### REQUIRED WORK
Whenever a line carries the word "command", pull it out of the entries.
═════ DATA SUPPLIED
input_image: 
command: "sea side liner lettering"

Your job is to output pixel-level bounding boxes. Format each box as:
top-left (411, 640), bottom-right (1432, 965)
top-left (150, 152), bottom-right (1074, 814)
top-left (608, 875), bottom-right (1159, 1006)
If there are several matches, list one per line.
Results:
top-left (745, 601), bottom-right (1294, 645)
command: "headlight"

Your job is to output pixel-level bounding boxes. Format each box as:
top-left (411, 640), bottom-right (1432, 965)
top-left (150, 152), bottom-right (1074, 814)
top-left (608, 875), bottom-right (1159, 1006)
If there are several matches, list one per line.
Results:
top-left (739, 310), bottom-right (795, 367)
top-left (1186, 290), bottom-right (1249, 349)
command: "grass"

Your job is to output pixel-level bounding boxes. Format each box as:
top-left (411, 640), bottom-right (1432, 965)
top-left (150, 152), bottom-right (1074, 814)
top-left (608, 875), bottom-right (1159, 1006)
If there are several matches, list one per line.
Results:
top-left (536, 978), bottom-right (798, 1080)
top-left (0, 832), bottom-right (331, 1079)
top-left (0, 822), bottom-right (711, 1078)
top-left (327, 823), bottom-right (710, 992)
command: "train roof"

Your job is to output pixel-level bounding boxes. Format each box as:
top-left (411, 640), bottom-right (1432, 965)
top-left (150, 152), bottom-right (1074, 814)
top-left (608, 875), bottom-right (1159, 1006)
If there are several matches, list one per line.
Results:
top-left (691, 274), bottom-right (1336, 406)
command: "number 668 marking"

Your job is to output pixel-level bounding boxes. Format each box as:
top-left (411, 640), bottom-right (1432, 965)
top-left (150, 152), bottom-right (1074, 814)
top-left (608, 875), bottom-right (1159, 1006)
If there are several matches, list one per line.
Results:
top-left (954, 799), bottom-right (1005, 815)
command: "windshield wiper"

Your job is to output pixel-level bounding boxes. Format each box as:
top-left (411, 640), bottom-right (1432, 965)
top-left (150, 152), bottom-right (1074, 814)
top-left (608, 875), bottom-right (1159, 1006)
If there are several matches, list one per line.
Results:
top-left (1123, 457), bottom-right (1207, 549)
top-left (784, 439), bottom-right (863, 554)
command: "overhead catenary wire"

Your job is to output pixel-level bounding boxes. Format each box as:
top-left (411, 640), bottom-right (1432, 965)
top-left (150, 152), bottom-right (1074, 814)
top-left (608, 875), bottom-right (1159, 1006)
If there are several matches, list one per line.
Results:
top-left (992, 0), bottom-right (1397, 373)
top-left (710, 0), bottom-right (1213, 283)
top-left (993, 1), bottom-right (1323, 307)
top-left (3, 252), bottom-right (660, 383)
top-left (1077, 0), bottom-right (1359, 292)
══════════
### TASK OUTPUT
command: "sea side liner lettering"
command: "headlight"
command: "grass"
command: "train roof"
command: "number 668 marking"
command: "windshield wiper"
command: "overhead catenary wire"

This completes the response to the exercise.